• _EXERCISE GOAL_: Copy down the lines of the entries below without any change, starting with the line containing "In the photo above, where can the puppy's eye" and ending with the line containing "point(157, 75)", both included.

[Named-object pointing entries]

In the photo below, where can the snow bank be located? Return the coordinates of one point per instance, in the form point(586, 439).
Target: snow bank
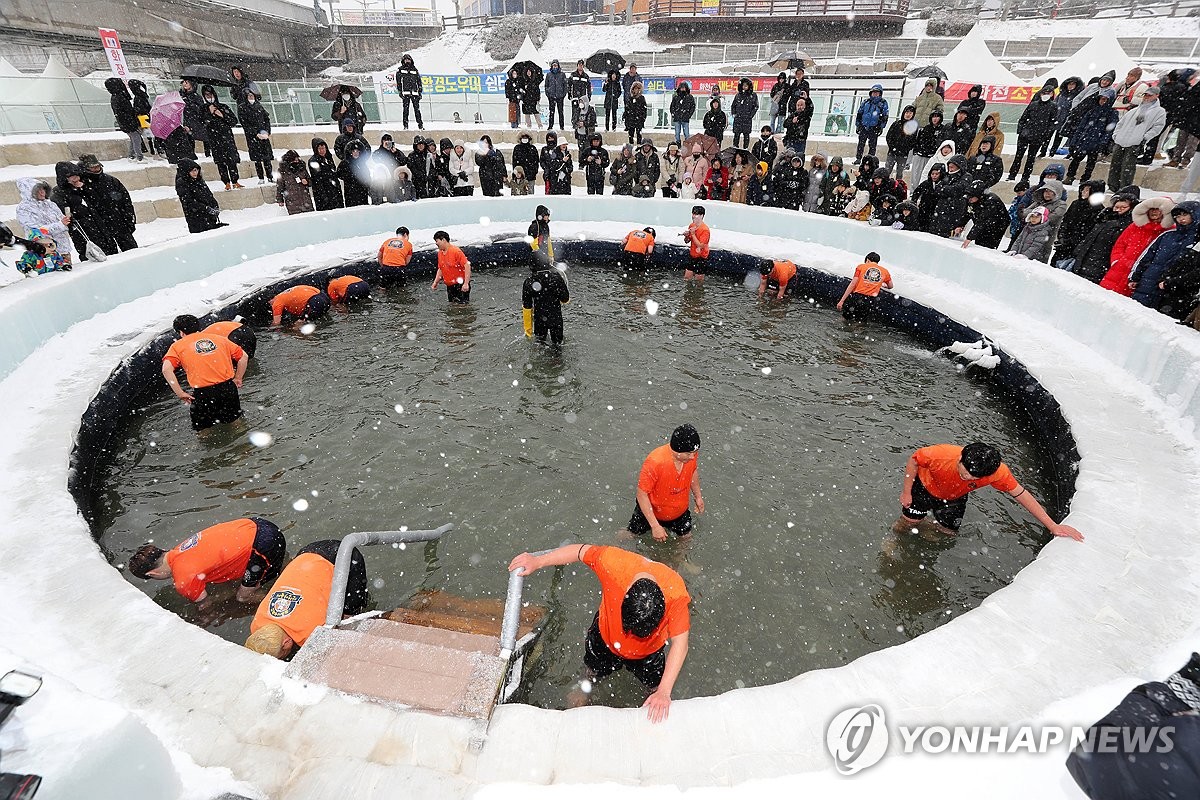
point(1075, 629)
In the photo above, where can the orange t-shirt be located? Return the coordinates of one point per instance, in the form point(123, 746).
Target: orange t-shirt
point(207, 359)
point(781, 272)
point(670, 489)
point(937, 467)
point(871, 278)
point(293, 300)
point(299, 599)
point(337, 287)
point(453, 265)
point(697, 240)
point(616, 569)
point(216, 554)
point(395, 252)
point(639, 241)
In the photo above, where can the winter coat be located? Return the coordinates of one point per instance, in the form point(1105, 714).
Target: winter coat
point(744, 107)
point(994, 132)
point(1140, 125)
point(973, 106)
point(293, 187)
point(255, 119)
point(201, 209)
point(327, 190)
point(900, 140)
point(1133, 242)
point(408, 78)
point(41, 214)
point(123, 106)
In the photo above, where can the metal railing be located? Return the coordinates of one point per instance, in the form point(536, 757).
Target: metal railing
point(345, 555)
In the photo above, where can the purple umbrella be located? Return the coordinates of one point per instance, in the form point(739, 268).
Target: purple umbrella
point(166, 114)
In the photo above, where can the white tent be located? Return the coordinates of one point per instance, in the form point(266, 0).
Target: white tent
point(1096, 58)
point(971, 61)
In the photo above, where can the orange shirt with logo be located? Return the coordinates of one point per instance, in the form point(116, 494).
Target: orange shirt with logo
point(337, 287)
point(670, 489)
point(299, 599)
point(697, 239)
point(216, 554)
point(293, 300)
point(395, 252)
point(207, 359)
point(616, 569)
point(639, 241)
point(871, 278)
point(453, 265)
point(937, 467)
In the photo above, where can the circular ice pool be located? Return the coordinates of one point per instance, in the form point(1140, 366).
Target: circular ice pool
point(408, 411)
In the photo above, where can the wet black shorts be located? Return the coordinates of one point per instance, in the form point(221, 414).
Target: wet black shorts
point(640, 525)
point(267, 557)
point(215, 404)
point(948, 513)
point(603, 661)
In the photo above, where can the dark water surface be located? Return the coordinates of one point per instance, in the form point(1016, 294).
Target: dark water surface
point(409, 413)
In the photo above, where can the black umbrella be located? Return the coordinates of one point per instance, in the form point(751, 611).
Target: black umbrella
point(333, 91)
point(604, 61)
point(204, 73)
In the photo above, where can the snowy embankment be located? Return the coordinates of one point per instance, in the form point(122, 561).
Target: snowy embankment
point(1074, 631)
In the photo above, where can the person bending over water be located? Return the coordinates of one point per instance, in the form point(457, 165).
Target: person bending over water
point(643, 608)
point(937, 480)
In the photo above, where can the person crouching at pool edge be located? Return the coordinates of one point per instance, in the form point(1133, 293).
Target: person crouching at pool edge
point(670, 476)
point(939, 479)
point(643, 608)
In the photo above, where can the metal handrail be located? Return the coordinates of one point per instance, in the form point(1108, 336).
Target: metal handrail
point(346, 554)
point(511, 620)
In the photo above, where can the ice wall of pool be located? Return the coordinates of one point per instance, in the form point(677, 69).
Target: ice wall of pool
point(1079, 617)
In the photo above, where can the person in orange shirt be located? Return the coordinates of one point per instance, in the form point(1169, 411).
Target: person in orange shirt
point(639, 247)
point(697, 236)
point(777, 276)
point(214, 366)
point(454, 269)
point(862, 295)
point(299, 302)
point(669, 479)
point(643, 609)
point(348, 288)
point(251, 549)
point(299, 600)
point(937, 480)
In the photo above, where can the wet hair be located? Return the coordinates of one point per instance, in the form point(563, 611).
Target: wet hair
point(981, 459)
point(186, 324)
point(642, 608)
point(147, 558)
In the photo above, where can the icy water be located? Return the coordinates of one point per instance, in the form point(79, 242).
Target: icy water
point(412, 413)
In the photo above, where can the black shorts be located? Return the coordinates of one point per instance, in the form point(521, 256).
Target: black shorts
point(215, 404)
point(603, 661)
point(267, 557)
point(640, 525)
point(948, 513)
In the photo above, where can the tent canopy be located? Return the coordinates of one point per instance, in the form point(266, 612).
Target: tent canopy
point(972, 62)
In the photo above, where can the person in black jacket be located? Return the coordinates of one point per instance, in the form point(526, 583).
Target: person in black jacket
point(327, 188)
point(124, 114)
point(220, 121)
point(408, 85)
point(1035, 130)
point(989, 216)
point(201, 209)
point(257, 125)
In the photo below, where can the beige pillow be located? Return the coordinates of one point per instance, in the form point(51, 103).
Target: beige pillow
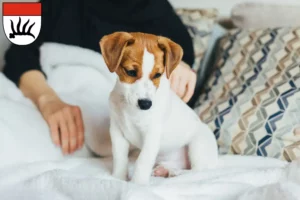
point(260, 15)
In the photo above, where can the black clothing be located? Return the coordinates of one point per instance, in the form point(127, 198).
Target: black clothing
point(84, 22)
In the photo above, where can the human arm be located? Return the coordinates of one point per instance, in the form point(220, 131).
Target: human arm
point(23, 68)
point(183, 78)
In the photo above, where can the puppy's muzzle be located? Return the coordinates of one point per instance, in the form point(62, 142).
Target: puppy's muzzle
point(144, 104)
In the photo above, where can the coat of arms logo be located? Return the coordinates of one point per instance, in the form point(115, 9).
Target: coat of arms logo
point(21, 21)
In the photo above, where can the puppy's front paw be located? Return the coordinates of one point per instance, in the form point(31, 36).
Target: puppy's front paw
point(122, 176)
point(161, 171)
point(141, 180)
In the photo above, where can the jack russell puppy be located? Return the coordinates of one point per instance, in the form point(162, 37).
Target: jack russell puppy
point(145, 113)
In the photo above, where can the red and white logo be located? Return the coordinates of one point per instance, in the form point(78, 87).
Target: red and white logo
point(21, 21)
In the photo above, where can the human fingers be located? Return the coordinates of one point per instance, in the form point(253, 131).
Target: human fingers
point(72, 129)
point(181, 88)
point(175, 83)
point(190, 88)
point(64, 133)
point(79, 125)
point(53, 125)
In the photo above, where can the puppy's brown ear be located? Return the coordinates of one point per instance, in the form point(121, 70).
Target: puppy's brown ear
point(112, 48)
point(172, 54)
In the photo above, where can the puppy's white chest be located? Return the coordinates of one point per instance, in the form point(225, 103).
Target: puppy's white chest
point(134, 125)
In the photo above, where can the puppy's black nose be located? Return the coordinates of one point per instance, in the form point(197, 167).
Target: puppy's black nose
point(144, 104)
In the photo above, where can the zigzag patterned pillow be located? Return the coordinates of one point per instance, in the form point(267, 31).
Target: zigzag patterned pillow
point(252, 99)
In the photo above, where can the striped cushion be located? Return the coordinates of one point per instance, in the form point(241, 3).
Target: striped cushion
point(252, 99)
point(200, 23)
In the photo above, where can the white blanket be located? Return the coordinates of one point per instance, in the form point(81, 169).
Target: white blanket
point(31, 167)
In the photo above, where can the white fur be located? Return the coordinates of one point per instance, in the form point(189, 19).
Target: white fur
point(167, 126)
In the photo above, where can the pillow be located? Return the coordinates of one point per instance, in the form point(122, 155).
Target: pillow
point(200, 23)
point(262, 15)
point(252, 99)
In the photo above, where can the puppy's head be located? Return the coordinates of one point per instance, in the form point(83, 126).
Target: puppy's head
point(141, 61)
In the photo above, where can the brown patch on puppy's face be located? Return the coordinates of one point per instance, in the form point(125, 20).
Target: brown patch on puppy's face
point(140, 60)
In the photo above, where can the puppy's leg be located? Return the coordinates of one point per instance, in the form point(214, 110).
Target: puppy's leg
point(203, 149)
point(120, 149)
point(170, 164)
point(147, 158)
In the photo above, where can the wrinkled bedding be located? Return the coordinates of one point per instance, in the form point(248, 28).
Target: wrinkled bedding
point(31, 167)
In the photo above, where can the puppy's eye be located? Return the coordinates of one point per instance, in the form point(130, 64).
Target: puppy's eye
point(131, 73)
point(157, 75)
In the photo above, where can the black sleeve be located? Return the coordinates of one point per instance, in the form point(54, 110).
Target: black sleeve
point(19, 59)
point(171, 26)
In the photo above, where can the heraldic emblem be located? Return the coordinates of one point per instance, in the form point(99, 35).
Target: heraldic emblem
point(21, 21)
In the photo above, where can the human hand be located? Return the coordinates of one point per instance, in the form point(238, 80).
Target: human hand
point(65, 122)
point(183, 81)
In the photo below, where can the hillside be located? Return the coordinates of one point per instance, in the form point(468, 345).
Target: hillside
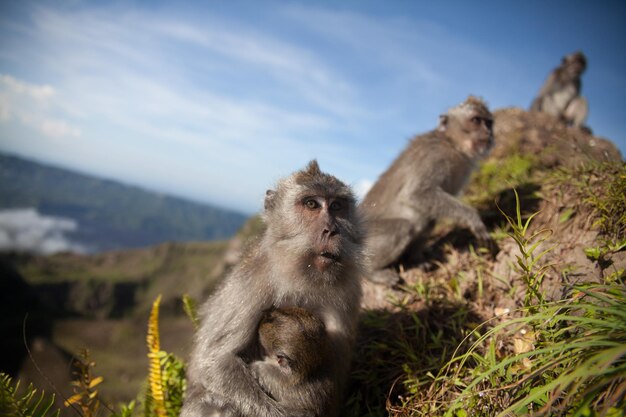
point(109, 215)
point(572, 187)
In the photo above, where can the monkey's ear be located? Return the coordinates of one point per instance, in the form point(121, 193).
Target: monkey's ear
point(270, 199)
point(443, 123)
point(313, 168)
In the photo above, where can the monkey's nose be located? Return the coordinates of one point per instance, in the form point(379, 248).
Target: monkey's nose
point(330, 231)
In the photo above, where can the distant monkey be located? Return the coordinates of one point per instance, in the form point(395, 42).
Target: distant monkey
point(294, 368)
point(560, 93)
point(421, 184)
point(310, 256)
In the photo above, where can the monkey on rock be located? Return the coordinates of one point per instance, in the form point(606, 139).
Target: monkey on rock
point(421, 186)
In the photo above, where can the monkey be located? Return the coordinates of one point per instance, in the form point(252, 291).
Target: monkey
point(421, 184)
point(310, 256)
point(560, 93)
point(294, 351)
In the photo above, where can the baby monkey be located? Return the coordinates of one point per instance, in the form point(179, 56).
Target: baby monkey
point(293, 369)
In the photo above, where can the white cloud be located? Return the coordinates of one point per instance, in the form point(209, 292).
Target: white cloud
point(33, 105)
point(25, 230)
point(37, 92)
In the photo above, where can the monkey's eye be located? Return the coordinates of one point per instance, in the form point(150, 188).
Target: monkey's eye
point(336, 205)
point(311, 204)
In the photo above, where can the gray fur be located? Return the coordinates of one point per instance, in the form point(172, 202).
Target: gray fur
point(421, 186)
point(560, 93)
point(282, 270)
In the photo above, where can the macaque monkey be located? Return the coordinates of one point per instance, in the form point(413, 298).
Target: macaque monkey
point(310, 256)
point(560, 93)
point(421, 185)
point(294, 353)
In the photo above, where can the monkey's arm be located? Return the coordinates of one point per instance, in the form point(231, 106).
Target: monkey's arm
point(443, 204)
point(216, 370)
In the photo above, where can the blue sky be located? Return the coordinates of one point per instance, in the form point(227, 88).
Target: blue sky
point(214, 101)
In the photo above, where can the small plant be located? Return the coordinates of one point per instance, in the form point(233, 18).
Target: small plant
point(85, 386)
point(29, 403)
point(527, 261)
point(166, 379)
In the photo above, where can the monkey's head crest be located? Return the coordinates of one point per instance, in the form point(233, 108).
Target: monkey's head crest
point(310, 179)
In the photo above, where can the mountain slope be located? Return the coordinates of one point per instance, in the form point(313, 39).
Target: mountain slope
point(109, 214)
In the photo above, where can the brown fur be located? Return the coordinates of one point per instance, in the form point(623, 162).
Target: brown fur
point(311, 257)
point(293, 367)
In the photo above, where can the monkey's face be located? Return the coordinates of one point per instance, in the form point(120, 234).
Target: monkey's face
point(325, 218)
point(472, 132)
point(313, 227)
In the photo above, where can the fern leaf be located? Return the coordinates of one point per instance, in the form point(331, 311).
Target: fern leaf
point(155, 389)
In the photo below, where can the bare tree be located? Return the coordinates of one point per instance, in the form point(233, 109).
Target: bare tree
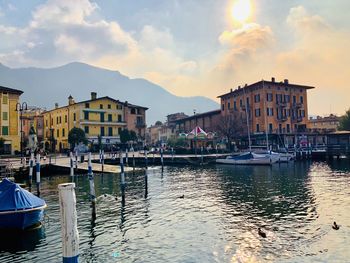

• _RESPONSE_:
In the photo above, where can the puppy's eye be located? Return the coordinates of one point per instance, in the form point(130, 64).
Target: puppy's eye
point(131, 73)
point(157, 75)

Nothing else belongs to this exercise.